** Task to carry out **
In the peak detector passage, copy the stretch from "Referring to FIG." through "time between transitions.", substituting "zero-crossing instant" for "zero-crossing event".

Peak detectors were almost universally employed in digital magnetic recording systems prior to introduction of a disk drive employing PR4 equalization with sampling Viterbi detection by IBM in 1990. The purpose of the peak detector is to detect recorded digital data ("0"s and "1"s) as it passes the read head. In typical NRZI systems, a "1" appears as a readback pulse with a single peak and a "0" as the absence of a pulse in a predetermined time slot, or "bit cell" or "window". Since pulse peaks are somewhat indistinct by their nature, peak detectors operate by transforming peaks into zero-crossings, which are more easily detectable events. Two types of peak detector channels are in common use--namely 1) the differentiating amplitude-qualified peak detector (AQPD), and 2) the integrating detector.
Referring to FIG. 1, in an AQPD, isolated pulse (or step response) 100 for an unshielded magnetoresistive (UMR) head is equalized if needed to be bounded in time, and then differentiated to provide the zero-crossing event. Equalized pulse 102 for the UMR head has gradual undershoot features 12 and 14, which is absent with inductive heads. Differentiated pulse 104 provides the desired zero-crossing event. Most of the equalized pulse energy is in the {-T.sub.min,T.sub.min } interval, where T.sub.min is the minimum time between transitions.
Referring now to FIG. 2, the signal in an AQPD channel may have false peaks due to the shape and/or the presence of noise in the "shoulder" regions 21 of equalized signal 110. To minimize the possibility of a detection error arising from noise, the equalized (undifferentiated) signal amplitude must be greater than a threshold, which is typically set around half the average peak (envelope) amplitude. Often the threshold is set a little lower in the presence of modulation noise. An AQPD involves the coincident operation of two channels known as the amplitude and timing channels. Feature 28 of differentiated peak detector signal 120 illustrates a qualified zero crossing. A relevant patent for this type of detector is U.S. Pat. No. 4,081,756, "Dual Channel Signal Detector Circuit", by R. Price et al., issued Mar. 28, 1978, which describes a peak detection channel that senses the peaks of the read signal and a simultaneously operating gate generating channel that produces gating pulses in response only to individual read pulses in the read signal.

** Material supplied **
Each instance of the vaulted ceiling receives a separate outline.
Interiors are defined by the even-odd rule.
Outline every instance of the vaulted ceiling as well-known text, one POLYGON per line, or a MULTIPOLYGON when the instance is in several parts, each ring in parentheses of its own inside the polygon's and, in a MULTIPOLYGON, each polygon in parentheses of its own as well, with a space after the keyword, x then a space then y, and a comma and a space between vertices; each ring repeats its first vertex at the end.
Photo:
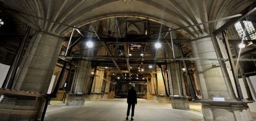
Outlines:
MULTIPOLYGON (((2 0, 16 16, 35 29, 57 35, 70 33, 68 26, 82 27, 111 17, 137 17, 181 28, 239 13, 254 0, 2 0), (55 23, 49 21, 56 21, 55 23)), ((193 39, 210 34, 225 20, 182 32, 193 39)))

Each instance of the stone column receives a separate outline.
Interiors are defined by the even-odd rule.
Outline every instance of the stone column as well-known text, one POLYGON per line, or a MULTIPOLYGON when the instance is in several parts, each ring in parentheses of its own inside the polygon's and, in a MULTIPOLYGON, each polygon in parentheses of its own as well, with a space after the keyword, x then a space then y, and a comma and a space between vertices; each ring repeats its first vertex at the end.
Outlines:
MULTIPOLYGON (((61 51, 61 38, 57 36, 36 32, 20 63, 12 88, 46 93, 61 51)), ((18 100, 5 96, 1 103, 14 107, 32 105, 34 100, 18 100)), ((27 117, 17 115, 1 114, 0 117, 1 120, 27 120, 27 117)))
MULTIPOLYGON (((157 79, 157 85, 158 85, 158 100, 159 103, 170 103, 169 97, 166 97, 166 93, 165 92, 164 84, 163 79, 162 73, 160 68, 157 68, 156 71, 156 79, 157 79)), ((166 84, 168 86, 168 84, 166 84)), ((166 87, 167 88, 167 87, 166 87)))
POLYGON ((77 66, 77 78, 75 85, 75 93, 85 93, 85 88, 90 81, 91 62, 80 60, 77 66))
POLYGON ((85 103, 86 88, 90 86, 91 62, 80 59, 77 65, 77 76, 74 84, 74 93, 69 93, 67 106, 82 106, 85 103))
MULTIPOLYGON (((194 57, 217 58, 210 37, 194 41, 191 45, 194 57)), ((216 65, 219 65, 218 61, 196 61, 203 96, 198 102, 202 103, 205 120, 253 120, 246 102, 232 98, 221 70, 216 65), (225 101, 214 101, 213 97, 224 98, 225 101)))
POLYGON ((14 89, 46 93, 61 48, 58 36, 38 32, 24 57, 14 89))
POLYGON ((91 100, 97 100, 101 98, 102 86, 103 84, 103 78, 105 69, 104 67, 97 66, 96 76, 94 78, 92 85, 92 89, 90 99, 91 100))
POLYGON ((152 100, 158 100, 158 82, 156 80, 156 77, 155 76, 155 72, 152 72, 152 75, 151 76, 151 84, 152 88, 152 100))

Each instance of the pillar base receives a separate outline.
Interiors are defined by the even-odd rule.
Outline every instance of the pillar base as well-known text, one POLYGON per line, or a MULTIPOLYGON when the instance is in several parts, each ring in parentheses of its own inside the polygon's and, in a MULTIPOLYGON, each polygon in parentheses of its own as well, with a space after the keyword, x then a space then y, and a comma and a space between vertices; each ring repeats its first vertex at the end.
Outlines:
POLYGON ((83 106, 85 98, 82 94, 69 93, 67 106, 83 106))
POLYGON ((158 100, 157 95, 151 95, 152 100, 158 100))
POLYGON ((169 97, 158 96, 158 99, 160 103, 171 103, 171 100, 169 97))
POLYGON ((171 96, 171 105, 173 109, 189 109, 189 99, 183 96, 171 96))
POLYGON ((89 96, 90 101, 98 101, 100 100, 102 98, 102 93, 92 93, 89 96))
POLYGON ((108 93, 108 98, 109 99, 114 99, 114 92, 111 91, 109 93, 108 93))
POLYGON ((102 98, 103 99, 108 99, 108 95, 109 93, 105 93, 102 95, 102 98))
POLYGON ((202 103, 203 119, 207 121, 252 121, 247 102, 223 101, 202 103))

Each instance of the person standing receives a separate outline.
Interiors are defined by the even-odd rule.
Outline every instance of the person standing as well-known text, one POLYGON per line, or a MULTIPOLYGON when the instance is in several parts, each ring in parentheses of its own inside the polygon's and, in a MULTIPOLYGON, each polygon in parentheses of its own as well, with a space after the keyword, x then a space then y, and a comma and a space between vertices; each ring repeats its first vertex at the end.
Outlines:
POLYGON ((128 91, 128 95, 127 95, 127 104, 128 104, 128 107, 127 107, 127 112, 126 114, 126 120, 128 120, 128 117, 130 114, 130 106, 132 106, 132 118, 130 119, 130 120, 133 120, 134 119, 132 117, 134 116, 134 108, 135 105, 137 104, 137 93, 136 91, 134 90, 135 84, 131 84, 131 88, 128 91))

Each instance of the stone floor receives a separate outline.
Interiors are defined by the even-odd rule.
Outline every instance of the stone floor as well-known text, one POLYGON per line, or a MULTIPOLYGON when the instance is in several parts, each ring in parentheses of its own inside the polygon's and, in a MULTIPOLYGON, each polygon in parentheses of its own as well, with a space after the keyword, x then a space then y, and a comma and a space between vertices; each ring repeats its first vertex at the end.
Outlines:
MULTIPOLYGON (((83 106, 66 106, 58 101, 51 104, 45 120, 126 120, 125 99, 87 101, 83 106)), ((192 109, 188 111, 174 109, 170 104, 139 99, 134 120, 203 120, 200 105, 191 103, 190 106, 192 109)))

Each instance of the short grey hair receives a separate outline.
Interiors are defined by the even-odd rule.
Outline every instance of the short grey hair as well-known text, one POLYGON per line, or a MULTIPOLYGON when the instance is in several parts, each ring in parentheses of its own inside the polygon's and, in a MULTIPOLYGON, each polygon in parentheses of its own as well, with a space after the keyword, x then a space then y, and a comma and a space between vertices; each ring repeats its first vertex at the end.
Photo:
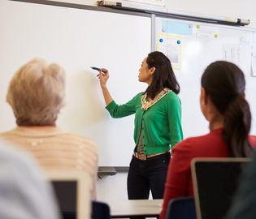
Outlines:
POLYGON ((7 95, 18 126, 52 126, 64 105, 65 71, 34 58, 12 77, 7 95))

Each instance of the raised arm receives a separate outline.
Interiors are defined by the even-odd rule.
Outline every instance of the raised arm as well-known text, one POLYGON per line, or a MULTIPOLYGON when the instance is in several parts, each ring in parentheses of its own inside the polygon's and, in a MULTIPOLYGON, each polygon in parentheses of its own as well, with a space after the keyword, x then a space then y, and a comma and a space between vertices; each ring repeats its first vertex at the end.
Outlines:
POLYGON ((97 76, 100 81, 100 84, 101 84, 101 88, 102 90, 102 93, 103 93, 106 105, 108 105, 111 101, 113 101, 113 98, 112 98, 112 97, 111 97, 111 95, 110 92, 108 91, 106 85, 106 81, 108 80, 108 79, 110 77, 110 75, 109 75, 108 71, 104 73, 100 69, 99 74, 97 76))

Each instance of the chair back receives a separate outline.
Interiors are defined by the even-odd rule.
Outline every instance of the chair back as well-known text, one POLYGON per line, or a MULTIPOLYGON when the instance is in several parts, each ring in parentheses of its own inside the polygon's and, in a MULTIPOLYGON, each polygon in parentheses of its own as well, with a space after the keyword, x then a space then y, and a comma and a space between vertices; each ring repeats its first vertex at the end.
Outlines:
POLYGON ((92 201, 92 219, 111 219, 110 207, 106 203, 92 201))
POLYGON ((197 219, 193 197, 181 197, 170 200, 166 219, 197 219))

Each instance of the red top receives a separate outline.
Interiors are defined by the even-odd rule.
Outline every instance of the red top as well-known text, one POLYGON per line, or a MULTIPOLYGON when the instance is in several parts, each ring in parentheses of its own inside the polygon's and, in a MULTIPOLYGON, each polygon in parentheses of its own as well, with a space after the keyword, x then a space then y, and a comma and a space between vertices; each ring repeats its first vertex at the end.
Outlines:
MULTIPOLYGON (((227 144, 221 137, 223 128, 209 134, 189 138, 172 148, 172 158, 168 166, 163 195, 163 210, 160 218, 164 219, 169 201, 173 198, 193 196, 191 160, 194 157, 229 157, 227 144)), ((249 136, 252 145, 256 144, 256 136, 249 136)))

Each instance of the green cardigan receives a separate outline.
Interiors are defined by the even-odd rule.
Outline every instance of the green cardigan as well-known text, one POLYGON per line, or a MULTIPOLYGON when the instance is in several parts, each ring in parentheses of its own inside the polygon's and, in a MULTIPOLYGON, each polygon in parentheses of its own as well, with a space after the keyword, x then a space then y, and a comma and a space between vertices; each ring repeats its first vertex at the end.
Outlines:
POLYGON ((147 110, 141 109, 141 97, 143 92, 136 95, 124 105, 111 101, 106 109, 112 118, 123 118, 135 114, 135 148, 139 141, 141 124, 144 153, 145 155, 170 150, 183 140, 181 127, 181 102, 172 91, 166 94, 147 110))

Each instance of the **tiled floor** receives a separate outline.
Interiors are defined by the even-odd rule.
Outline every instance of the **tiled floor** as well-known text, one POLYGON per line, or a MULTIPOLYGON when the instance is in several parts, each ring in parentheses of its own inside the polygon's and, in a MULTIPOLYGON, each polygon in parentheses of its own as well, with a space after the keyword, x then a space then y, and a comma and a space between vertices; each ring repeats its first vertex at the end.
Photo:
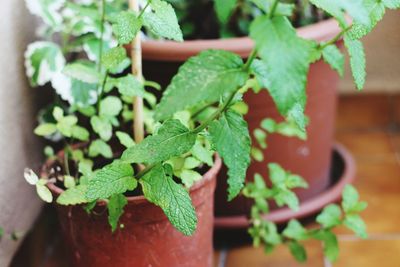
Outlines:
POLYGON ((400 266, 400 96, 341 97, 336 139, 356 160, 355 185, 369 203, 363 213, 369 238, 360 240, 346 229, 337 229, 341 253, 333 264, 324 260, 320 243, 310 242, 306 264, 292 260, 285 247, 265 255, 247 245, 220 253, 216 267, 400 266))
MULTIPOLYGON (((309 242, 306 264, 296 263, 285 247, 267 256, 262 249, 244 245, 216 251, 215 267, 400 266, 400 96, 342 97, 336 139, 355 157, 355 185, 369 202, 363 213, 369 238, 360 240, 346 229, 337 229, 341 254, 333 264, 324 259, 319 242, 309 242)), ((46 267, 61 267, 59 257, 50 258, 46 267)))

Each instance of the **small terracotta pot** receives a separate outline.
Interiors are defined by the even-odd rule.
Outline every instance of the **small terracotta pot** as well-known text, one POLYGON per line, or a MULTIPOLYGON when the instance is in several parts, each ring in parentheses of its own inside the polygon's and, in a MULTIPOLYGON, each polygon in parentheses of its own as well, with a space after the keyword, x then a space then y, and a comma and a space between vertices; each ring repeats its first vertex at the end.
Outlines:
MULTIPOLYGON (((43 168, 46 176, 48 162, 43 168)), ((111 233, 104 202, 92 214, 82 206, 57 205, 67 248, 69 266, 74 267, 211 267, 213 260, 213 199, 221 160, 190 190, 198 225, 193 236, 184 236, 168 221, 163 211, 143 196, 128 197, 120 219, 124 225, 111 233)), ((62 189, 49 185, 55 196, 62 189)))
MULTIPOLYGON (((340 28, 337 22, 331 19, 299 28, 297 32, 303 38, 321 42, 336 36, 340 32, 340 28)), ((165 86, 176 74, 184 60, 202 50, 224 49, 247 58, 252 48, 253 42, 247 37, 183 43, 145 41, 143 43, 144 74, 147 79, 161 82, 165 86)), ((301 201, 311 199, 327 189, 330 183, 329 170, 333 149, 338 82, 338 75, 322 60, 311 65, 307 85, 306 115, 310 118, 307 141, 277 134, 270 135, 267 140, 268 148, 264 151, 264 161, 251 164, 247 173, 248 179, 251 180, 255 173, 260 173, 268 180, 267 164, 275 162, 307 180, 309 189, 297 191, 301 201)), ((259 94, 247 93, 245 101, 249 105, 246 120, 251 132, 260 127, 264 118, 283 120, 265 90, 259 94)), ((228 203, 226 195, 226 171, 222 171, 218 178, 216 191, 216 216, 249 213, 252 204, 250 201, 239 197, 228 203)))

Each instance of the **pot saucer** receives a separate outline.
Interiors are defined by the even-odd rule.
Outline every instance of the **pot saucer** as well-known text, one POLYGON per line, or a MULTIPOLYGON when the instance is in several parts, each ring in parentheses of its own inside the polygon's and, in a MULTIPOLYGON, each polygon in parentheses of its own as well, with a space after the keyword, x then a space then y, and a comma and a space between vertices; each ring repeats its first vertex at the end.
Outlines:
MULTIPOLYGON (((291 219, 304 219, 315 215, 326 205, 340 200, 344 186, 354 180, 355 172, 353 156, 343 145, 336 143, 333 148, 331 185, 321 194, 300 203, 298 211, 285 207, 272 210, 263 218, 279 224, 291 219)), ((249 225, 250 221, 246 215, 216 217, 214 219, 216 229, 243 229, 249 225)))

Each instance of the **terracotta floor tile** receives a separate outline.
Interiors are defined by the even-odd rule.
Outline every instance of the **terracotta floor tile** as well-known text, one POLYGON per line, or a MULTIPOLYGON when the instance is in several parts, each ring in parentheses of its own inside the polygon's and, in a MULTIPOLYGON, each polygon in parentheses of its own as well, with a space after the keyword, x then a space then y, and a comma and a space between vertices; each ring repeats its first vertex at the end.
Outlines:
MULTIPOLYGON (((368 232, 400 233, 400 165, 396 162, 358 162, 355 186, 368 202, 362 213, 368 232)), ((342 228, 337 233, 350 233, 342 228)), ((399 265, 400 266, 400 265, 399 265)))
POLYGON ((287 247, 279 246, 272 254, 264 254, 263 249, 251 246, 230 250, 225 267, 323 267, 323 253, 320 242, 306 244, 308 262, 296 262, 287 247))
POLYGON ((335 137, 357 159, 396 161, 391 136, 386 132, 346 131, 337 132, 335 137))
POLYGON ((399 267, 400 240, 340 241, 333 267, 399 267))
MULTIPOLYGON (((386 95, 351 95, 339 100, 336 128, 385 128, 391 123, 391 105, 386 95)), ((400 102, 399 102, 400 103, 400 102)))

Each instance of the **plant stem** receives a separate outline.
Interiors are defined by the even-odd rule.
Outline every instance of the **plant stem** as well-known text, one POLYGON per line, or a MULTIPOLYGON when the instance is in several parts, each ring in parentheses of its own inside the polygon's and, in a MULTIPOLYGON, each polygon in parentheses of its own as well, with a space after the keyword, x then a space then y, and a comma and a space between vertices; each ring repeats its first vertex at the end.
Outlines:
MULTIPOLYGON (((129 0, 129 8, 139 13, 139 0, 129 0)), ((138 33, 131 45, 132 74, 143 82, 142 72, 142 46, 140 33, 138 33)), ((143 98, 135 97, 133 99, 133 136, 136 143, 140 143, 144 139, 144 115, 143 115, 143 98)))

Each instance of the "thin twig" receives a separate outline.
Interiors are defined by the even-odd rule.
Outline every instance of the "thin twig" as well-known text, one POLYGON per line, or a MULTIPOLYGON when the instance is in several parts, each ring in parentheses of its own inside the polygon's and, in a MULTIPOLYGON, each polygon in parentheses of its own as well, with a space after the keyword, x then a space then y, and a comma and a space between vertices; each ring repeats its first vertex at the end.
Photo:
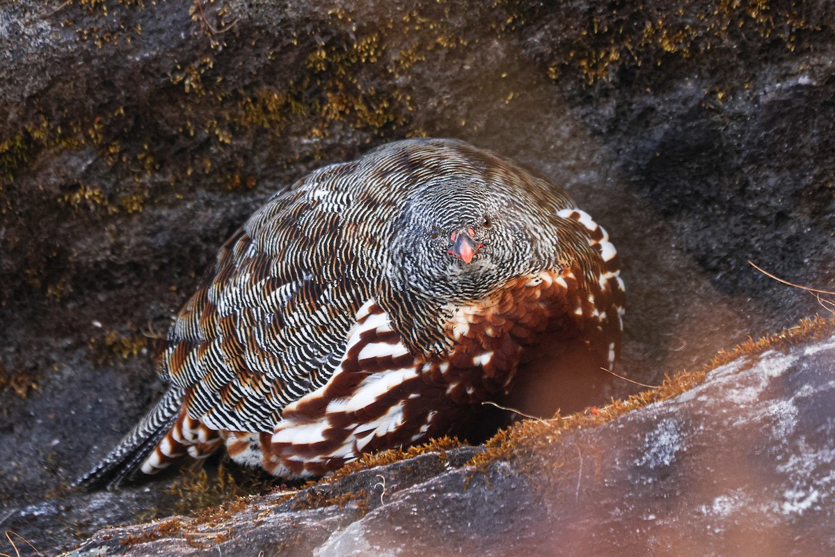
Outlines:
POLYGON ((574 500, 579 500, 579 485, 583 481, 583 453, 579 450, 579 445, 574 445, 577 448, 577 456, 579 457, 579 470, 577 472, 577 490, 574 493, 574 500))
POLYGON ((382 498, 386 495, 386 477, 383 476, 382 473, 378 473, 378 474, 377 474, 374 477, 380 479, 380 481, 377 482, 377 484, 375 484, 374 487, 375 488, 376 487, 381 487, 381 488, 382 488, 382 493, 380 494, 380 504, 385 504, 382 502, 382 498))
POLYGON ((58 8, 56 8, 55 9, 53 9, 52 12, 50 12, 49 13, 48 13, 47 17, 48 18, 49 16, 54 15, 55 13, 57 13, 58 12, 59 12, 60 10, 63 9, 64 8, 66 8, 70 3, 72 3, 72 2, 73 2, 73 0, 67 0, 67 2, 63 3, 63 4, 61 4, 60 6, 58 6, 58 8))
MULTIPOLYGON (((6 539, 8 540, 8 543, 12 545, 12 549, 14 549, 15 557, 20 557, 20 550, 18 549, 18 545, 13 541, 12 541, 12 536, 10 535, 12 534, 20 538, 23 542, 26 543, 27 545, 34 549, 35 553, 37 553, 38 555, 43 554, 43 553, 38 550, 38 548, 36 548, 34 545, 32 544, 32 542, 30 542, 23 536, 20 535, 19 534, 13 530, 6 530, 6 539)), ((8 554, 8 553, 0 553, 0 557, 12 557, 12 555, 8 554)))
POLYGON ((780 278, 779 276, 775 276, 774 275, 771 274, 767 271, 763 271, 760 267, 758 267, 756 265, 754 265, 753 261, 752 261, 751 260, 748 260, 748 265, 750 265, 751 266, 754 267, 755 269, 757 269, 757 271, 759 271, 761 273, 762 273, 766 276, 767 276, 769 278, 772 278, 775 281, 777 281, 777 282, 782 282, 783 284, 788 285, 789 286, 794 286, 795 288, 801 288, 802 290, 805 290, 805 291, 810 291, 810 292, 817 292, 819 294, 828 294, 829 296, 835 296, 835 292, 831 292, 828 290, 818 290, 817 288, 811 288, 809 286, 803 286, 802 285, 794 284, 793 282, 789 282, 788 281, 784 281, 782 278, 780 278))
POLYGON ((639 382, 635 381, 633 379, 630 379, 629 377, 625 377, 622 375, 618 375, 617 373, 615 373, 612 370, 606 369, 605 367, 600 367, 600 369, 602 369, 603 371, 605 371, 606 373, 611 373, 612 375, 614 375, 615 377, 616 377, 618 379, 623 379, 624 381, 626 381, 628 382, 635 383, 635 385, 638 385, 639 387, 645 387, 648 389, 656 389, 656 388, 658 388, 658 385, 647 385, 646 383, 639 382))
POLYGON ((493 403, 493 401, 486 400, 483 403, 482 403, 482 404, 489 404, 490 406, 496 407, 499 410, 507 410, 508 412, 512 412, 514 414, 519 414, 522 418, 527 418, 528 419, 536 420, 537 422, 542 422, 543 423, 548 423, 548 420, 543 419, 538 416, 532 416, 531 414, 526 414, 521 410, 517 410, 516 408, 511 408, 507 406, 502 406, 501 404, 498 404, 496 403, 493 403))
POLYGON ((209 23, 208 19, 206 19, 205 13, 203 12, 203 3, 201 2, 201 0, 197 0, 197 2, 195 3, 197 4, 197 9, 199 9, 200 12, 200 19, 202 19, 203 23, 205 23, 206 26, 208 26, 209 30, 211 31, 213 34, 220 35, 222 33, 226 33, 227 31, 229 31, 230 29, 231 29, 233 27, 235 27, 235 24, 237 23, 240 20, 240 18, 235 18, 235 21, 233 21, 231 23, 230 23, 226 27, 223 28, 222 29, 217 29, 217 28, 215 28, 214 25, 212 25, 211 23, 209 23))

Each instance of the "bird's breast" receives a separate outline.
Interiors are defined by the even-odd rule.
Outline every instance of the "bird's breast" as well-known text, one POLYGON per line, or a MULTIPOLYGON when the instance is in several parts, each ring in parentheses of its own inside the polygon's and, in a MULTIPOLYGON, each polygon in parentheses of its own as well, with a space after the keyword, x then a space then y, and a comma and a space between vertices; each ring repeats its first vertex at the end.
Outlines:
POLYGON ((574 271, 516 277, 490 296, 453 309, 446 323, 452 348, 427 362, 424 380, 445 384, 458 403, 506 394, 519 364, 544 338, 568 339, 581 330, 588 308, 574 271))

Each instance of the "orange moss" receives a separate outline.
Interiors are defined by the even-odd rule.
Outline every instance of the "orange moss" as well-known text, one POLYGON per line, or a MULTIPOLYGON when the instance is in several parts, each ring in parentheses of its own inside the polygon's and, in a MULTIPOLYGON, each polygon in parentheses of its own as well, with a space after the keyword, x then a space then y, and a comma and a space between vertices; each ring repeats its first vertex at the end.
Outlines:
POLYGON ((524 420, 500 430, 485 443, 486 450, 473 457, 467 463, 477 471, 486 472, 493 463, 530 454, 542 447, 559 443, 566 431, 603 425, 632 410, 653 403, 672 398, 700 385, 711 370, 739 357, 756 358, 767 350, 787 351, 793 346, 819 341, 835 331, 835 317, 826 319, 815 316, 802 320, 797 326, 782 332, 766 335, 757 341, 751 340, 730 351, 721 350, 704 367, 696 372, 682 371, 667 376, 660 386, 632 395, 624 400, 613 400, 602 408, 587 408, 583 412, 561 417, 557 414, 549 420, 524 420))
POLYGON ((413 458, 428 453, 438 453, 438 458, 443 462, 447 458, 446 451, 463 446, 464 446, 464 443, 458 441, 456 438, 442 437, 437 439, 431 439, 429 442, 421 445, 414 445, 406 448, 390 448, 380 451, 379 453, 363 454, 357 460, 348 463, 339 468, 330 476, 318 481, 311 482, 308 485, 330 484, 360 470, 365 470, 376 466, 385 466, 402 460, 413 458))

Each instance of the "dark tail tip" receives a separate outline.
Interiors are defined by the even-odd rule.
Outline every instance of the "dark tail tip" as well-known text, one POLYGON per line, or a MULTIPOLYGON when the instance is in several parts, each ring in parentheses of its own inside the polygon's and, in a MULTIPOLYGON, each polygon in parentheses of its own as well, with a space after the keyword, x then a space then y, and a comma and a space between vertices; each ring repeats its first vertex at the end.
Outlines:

** Result of this exercise **
Referring to FIG. 1, in an AQPD, isolated pulse (or step response) 100 for an unshielded magnetoresistive (UMR) head is equalized if needed to be bounded in time, and then differentiated to provide the zero-crossing instant. Equalized pulse 102 for the UMR head has gradual undershoot features 12 and 14, which is absent with inductive heads. Differentiated pulse 104 provides the desired zero-crossing instant. Most of the equalized pulse energy is in the {-T.sub.min,T.sub.min } interval, where T.sub.min is the minimum time between transitions.